== Extrait choisi
Le 21 novembre 1975, ce nouvel État tente d’imiter la « marche verte » réussie la même année par Hassan II dans l’ex-Sahara espagnol, mais cette « marche rose » échoue. Le 13 décembre 1975, la France entérine l’indépendance des Comores et laisse à Mayotte le choix de son statut : à l’occasion d’un deuxième référendum, le 8 février 1976, les Mahorais optent à plus de 99 % pour le maintien dans la République française, deux jours après que la France ait usé de son droit de veto pour écarter une résolution favorable au nouvel État des Comores au Conseil de sécurité de l’ONU. Le 11 avril 1976, à l’occasion d’un troisième référendum devant déterminer le statut de l’île au sein de la République française, des Mahorais refusent massivement le statut de territoire d’outre-mer, ce qui signifie, a contrario, qu’ils demandent celui de département, solution non proposée au suffrage [10]. Les protestations internationales continuent. Le 21 octobre 1976, l’Assemblée générale de l’ONU vote un texte qui « condamne les référendums du 8 février et du 11 avril à Mayotte », considéré comme « nuls et non avenus » et comme une « violation de l’unité nationale, de l’intégrité territoriale et de la souveraineté de la république indépendante des Comores ». Ce texte « condamne énergiquement la présence de la France à Mayotte ». 102 États approuvent ce texte, qui fait l’objet de 28 abstentions et d’une seule voix contre (la France, bien entendu). Comme Paris doit trouver une solution institutionnelle, une loi du 24 décembre 1976 érige Mayotte en collectivité territoriale de la République française, au moins temporairement.
La question institutionnelle de Mayotte n’est donc pas définitivement résolue. D’un côté, les Comores maintiennent leur position tout en étant très occupées par de multiples querelles de pouvoir. De l’autre, compte tenu du droit coutumier, imprégné d’un islam entremêlé avec les traditions animistes, des différentes langues parlées, du très bas taux de scolarisation et, plus généralement, du faible niveau de développement, octroyer sans préparation le statut de département au sein de la République française, réclamé d’urgence par certains Mahorais, semble impensable. Mais, dans le même temps, les représentants de l’île confirment régulièrement leur refus du statut de territoire d’outre-mer, car il symbolise selon eux la voie vers l’indépendance, ce dont ils ne veulent pas.
====
== Données extraites
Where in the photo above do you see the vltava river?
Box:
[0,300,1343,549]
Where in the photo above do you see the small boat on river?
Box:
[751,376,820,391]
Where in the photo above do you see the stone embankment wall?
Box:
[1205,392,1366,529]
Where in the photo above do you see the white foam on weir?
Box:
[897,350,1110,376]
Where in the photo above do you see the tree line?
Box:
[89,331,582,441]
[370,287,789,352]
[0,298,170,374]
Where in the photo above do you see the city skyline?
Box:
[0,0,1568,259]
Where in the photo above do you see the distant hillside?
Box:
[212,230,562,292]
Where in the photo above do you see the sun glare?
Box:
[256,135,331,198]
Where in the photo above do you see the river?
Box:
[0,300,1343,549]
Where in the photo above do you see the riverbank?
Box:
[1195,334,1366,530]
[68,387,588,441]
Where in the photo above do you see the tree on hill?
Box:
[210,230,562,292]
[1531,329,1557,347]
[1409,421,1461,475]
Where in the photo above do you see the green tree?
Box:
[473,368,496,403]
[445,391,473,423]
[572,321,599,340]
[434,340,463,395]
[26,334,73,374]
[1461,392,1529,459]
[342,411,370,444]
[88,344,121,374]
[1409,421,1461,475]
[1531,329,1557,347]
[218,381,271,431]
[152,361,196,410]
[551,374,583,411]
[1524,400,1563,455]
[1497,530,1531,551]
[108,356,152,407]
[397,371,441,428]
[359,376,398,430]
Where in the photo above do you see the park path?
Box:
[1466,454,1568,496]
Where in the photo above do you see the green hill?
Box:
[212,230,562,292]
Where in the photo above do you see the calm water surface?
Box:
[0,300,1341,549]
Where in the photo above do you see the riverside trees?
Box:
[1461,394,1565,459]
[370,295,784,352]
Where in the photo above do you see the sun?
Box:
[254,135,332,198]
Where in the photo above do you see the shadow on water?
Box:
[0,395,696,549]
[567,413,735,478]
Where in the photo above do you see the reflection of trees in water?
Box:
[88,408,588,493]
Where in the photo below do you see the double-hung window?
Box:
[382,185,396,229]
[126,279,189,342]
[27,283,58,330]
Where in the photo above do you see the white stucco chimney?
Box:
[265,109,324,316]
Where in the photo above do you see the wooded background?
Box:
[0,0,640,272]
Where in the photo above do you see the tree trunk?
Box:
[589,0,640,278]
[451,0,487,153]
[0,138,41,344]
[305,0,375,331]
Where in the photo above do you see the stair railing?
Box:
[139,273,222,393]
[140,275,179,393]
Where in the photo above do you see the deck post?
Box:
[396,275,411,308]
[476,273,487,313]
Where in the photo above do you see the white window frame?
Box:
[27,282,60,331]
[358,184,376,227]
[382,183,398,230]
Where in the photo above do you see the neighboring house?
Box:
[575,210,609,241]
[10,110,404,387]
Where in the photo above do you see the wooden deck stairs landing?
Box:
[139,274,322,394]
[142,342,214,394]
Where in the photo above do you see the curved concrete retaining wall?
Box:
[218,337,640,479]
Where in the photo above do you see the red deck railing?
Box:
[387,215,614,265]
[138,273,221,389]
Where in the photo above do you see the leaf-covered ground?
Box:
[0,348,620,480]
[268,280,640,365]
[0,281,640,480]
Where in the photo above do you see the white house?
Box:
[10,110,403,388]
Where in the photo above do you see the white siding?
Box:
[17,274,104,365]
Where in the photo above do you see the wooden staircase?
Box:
====
* Sujet à traiter:
Relevez toutes les dates complètes (jour, mois et année) mentionnées dans l'extrait sur Mayotte, dans l'ordre où elles apparaissent.

* Solution rédigée:
- 21 novembre 1975
- 13 décembre 1975
- 8 février 1976
- 11 avril 1976
- 21 octobre 1976
- 24 décembre 1976